> **OBJECTIVE**:
Copy out each line of the material that contains the word "glow". Case counts.

> **Excerpts of location labeling data**:
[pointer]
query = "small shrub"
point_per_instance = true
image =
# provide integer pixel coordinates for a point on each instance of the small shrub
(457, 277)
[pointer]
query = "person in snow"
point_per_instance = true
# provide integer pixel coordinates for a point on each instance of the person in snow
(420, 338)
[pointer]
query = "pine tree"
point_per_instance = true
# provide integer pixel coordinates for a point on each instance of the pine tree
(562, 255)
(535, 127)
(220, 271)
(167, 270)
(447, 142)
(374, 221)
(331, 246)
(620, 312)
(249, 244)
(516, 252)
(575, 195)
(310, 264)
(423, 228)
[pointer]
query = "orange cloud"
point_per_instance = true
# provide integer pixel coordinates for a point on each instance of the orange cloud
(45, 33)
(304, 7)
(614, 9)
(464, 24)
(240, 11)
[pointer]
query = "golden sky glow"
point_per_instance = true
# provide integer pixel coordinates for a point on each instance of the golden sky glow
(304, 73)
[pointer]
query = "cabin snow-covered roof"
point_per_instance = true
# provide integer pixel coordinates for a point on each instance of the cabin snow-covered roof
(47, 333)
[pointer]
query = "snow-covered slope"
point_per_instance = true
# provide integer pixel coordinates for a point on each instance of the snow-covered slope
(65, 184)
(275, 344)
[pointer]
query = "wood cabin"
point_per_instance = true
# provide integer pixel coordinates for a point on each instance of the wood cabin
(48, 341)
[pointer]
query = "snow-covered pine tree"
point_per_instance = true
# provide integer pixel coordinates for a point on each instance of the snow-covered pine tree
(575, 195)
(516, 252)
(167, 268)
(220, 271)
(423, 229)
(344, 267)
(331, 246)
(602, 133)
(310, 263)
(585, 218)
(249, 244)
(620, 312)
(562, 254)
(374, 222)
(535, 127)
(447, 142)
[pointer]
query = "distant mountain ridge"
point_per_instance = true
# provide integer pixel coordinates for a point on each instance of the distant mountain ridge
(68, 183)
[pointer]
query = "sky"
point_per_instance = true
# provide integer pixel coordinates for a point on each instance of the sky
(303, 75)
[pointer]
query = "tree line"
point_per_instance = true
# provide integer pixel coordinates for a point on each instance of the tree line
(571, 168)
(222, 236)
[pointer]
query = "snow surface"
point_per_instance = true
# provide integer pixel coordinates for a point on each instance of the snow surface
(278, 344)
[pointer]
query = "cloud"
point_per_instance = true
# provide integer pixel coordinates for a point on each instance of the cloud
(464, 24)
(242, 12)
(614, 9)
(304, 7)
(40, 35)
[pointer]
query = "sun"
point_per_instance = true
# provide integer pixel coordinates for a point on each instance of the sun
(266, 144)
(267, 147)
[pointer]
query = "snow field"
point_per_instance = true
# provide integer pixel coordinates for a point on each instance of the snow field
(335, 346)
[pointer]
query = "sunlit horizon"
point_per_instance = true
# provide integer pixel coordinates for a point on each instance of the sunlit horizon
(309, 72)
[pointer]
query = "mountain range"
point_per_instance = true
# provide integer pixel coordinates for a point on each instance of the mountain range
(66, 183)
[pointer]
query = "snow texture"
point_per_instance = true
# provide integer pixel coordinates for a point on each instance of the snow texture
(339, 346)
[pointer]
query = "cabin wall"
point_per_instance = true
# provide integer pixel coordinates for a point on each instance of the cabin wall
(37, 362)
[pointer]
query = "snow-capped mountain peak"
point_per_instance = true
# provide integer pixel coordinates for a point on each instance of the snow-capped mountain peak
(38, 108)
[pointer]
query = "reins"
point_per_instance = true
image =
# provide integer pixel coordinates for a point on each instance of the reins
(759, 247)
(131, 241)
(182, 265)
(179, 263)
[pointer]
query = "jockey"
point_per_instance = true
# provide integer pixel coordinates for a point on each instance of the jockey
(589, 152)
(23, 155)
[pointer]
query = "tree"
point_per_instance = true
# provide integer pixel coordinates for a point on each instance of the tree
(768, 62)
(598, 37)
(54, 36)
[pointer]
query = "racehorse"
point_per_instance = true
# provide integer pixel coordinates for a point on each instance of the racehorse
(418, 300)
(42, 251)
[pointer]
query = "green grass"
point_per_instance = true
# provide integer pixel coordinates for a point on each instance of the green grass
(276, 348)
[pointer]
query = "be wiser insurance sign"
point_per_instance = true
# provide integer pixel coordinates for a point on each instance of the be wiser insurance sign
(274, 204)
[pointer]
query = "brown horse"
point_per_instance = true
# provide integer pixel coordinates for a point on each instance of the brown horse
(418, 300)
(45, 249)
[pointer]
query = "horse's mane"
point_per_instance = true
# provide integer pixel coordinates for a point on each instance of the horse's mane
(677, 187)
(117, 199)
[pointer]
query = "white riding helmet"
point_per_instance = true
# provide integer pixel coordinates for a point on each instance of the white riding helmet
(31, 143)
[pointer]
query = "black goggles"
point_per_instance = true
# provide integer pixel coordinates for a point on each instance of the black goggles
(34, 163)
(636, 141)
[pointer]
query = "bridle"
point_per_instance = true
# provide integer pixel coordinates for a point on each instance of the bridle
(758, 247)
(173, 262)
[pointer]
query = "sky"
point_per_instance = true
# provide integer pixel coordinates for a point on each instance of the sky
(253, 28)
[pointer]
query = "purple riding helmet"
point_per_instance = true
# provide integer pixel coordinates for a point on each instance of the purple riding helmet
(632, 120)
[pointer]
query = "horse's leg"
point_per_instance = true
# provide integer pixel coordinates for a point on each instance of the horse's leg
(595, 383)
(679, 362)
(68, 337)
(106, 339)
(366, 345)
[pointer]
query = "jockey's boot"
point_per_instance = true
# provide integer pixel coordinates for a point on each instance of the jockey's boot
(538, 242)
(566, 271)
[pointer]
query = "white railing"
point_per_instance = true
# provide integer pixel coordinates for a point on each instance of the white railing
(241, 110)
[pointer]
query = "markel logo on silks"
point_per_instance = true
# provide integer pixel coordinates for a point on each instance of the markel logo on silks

> **RIGHT ANSWER**:
query = "golden sky glow"
# provide integer pixel coordinates for a point on each instance of the golden sky glow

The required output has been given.